◆ **ASSIGNMENT**
All the data must be output exactly as given.

(Referring expression pointing data)
- - - - - - -
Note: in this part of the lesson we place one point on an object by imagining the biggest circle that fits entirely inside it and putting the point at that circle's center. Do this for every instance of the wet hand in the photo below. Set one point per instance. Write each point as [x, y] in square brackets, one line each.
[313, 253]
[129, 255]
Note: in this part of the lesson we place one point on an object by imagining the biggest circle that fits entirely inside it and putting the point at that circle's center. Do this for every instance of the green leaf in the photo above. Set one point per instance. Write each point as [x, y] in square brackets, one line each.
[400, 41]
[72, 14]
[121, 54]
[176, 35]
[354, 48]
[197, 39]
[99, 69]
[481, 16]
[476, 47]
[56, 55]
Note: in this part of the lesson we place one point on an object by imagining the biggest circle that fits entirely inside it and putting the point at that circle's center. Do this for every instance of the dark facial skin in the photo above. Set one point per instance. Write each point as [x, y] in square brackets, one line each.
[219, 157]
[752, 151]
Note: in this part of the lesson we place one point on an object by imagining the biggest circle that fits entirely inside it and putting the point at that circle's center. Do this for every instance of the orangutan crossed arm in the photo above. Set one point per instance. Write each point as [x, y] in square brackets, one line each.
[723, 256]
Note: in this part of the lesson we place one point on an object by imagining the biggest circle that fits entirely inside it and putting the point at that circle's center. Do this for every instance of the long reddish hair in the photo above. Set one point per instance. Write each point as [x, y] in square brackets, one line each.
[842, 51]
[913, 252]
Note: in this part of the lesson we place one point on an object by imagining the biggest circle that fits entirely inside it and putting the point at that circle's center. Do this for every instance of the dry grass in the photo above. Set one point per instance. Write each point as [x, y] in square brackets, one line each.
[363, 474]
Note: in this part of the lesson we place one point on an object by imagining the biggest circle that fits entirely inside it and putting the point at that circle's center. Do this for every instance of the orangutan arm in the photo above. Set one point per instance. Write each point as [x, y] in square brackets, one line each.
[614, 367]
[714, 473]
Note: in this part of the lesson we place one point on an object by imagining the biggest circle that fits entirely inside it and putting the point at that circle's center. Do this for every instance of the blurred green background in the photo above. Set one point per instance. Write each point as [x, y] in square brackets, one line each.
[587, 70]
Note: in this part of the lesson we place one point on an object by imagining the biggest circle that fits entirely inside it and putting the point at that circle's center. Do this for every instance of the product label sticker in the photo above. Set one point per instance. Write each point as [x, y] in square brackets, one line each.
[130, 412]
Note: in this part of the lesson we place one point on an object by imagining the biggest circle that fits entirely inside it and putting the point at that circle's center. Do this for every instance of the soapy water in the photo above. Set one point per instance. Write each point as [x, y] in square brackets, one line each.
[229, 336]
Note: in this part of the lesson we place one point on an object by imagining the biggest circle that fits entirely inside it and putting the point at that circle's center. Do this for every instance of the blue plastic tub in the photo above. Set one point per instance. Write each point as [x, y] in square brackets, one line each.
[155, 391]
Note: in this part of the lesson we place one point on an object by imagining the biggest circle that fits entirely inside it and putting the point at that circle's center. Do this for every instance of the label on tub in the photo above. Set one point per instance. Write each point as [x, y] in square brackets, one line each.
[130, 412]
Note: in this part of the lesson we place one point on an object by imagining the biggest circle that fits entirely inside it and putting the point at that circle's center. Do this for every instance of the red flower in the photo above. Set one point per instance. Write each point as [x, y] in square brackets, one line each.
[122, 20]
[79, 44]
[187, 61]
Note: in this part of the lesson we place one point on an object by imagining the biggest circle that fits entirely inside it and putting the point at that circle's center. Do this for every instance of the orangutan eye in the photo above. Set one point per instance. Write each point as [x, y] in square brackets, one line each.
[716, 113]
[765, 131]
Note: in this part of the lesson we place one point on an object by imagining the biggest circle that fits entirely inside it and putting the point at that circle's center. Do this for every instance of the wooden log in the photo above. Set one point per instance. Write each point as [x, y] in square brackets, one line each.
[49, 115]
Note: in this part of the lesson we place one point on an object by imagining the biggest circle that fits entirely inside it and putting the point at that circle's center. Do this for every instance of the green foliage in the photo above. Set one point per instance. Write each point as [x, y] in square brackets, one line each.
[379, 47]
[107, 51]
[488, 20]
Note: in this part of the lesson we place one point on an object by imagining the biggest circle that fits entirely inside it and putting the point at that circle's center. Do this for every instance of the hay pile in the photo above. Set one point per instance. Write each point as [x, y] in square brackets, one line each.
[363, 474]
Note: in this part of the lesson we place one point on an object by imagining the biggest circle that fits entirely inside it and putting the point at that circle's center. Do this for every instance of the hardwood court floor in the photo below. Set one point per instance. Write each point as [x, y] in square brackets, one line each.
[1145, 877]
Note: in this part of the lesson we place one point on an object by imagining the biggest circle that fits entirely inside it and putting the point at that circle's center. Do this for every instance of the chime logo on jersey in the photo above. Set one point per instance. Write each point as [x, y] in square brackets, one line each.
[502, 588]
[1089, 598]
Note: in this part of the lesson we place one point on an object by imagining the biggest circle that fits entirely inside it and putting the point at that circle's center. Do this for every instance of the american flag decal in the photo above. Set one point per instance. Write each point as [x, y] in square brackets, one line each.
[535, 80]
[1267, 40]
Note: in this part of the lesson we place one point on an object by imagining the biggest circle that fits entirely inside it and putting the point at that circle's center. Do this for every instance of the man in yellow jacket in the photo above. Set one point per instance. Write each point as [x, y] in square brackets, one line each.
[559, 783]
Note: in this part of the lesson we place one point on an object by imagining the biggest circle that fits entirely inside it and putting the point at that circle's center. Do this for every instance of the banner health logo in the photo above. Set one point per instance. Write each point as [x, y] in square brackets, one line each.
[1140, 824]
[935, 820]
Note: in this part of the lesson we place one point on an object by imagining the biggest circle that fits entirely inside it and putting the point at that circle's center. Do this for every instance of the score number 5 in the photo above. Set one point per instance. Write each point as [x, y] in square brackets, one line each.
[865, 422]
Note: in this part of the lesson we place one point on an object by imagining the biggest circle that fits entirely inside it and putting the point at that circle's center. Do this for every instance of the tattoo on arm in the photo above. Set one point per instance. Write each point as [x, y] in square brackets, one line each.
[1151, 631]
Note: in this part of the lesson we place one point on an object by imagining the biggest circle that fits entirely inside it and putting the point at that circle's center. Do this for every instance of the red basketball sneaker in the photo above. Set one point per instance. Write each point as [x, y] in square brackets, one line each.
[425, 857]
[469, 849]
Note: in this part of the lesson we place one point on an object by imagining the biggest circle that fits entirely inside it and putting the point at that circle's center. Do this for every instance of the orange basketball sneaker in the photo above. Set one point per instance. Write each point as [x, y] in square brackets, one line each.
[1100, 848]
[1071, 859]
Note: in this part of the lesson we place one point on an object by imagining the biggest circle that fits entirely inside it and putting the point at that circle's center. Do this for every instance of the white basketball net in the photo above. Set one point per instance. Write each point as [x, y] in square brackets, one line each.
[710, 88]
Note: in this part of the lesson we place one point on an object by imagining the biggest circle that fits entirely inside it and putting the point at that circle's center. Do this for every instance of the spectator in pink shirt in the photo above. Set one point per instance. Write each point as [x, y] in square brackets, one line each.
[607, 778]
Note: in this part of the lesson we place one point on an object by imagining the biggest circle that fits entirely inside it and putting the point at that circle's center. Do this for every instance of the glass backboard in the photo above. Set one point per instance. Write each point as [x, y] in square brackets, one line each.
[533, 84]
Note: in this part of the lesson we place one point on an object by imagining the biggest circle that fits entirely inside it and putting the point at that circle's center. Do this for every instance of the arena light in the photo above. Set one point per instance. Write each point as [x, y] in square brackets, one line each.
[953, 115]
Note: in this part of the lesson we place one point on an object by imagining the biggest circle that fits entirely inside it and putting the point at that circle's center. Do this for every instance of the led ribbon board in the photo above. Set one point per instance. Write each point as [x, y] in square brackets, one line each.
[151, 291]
- - - - - - -
◆ **COMPLETED TASK**
Note: in this part of the lesson we place one point on an object by imagining the biggest circle that fits entirely inside it and putting the point at that circle's center. Do this for every instance of the wet hand in the photo below. Set one point per instance. Write each point as [x, y] in square brackets, one line each.
[313, 253]
[129, 255]
Note: in this part of the lesson we place one point on an object by imagining the biggest circle that fits entirely inside it and putting the point at that circle's center. Do this for every instance of the green leaf in the photo above. Set one point per instance. Write each point as [x, y] in square brackets, one line each.
[400, 41]
[72, 14]
[121, 54]
[176, 35]
[354, 48]
[197, 39]
[99, 69]
[481, 16]
[476, 47]
[56, 55]
Note: in this part of the lesson we place one point on an object by imagining the biggest circle that fits entirely inside it and putting the point at that circle's center. Do this for every instance of the dark facial skin in the photo above. Set one point per instance. Write each point as [x, y] in square brackets, one line each.
[219, 157]
[752, 151]
Note: in this part of the lesson we place one point on an object by imagining the biggest circle that fits entirely inside it and putting the point at that circle's center. Do this for every instance of the orangutan crossed arm in the photo above. Set one point per instance. Write each point as [x, y] in square brackets, one line each.
[723, 256]
Note: in this part of the lesson we place one point on an object by imagining the biggest circle that fits entirely inside it and putting the point at that circle's center. Do this for every instance of the long reddish hair in the photo above. Set one point per instance. Write each point as [x, y] in square brackets, one line each.
[842, 51]
[913, 252]
Note: in this part of the lesson we place one point on an object by imagining the biggest circle that fits entirely inside it and putting the point at that circle's center. Do this for every instance of the dry grass in the photo above. Set one point per instance. Write each point as [x, y] in square brackets, one line each.
[363, 474]
Note: in this part of the lesson we place one point on an object by imagining the biggest circle that fits entirely inside it and putting the point at that circle's center. Do this for every instance of the orangutan arm in the photo above. Set one point per instance. Write each point as [x, y] in square brackets, one line each.
[614, 367]
[714, 473]
Note: in this part of the lesson we place one point on an object by imagining the biggest circle that fits entirely inside it and putting the point at that circle's center. Do this for every instance of the blurred green background in the photo above. Set one point per instance. Write each point as [x, y] in square brackets, one line each.
[587, 70]
Note: in this part of the lesson we place one point on an object by imagining the biggest circle that fits entirely inside it and putting the point at that circle's center. Do this for every instance of the product label sticker in the photo above. Set one point per instance. Write each point as [x, y] in square brackets, one line each.
[130, 412]
Note: in this part of the lesson we place one point on an object by imagining the biggest circle that fits entirely inside it and putting the point at that circle's center. Do this for every instance of the soapy water in the photo above. Set one point per instance. Write each point as [x, y] in square brackets, one line each.
[229, 336]
Note: in this part of the lesson we place one point on an object by imagining the biggest circle that fits entirely inside it and putting the point at that circle's center. Do this for every instance of the blue plastic tub in the photo above. Set one point per instance. Write each point as [x, y] in square brackets, one line each.
[155, 391]
Note: in this part of the lesson we place one point on an object by imagining the biggest circle that fits entirely inside it and putting the point at that circle's center. Do this for every instance of the label on tub in the photo above. Set one point per instance. Write each point as [x, y] in square brackets, one line each.
[130, 412]
Note: in this part of the lesson we place one point on an object by imagining the biggest circle that fits entirely inside it and putting the point at that circle's center. Do this for every instance of the red flower in the photo above. Set one point per instance. Write each point as [x, y] in square brackets, one line each.
[122, 20]
[79, 44]
[187, 61]
Note: in this part of the lesson we place one point on an object by imagining the biggest circle that fits entirely inside it and putting the point at that circle's center. Do this for every instance of the orangutan eye in the photo above. Set one point per instance. Write each point as [x, y] in square brackets, one line each.
[716, 113]
[765, 131]
Note: in this part of the lesson we place one point on an object by imagining the biggest circle that fits entirely inside it and putting the point at that circle's center. Do this for every instance of the wooden log in the photo above. Set one point per instance. Write each point as [x, y] in square brackets, one line each.
[49, 115]
Note: in this part of the lesson we place one point on an object by imagining the biggest circle that fits entirely inside it and putting the point at that circle's center. Do this for every instance of the green foliage in the photo above. Set one point per instance. Write each point as [x, y] in square brackets, one line each.
[379, 47]
[107, 51]
[488, 20]
Note: in this part of the lesson we place one point on an object by imagining the biggest circle that fits entirely inside it and putting the point at that circle's center. Do this for every instance of the hay pile in the photo above. Set one point per instance. Write each point as [x, y] in square brackets, one line each.
[363, 474]
Note: in this part of the lesson we place one point on an object by imagining the biggest circle that fits entirely inside it and putting the point at that circle's center. Do this for every instance of the hardwood court floor in the photo below. Set one point per instance. Write each point as [x, y] in square brackets, one line each.
[1145, 877]
Note: in this part of the lesson we place one point on an object by imagining the biggest circle that fits entirely inside it and putting the point at that circle's center. Do this for every instance of the chime logo on jersey in the photo above. Set one point per instance. Write each point as [x, y] in square brackets, one line each.
[502, 588]
[1089, 598]
Note: in this part of the lesson we place one point on an object by imagining the biggest circle that fits entirely inside it and putting the point at that circle's center. Do this for every instance of the american flag decal in the photo above. Set one point per instance. Write each point as [x, y] in square brackets, one line each.
[535, 80]
[1267, 40]
Note: in this part of the lesson we place one point on an object by imagining the biggest circle that fits entirely inside it and putting the point at that circle's center. Do this for every instance of the man in yellow jacket in the photo above. Set one point per instance. Write each point as [x, y] in square brackets, one line each.
[559, 783]
Note: in this part of the lesson we place one point on an object by imagining the biggest circle that fits entirely inside it and putting the point at that circle's center. Do this for every instance of the banner health logo in the photo above. Set one point per instance. Write each point as [x, y] in square brackets, one line each.
[1140, 824]
[935, 820]
Note: in this part of the lesson we place one point on an object by imagining the biggest circle that fits entirely inside it and putting the point at that circle's center. Do this for every instance of the score number 5 in the photo above. Set one point per instance. Write each point as [x, y] in square brackets, one line each.
[865, 422]
Note: in this part of the lesson we place one point on an object by imagining the biggest circle that fits entirely inside it and putting the point at that circle's center. Do this for every instance of the tattoo on arm in the photo above. Set one point per instance. Write each point as [x, y] in square brackets, one line each.
[1151, 631]
Note: in this part of the lesson we place one point on an object by imagining the biggest circle that fits entirely inside it and putting the point at that circle's center. Do this for every instance of the red basketball sneaker in the photo above. Set one point per instance. Write each point as [x, y] in square brackets, one line each.
[425, 857]
[469, 849]
Note: in this part of the lesson we place one point on an object by imagining the biggest circle that fits entirely inside it and putting the point at that circle's center. Do this for every instance of the orange basketball sneaker in the photo above. Set one point per instance. Write each point as [x, y] in square brackets, one line each.
[1100, 848]
[1071, 859]
Note: in this part of the lesson we place one point on an object by imagining the biggest circle that fits entirely inside it and putting the point at that circle's center. Do this for every instance of the white basketball net in the photo above. Set one point per instance. Write each point as [x, y] in square brackets, one line each.
[710, 88]
Note: in this part of the lesson we place one point on an object by imagining the biggest circle that fits entirely inside it and putting the point at that circle's center. Do this for every instance of the spectator in pink shirt in the photo above. Set one point per instance. Write each point as [x, y] in square brackets, one line each.
[607, 778]
Note: in this part of the lesson we place one point on an object by imagining the biggest circle that fits entirely inside it and putting the point at that circle's center. Do this for every instance of the glass backboard in the photo above. Set one point per instance. Write each point as [x, y] in square brackets, one line each.
[533, 84]
Note: in this part of the lesson we place one point on an object by imagining the biggest circle that fits entirely inside it and putting the point at that circle's center. Do this for every instance of the arena light in the photo above. Set one point per instance. Write each point as [x, y] in square brackets, one line each.
[953, 115]
Note: in this part of the lesson we place one point on an object by imagining the biggest circle that fits entirely inside it and putting the point at that circle's center. Do this for every instance of the led ribbon board in the photo above. Set one point per instance. Write each point as [x, y] in square brackets, one line each.
[151, 291]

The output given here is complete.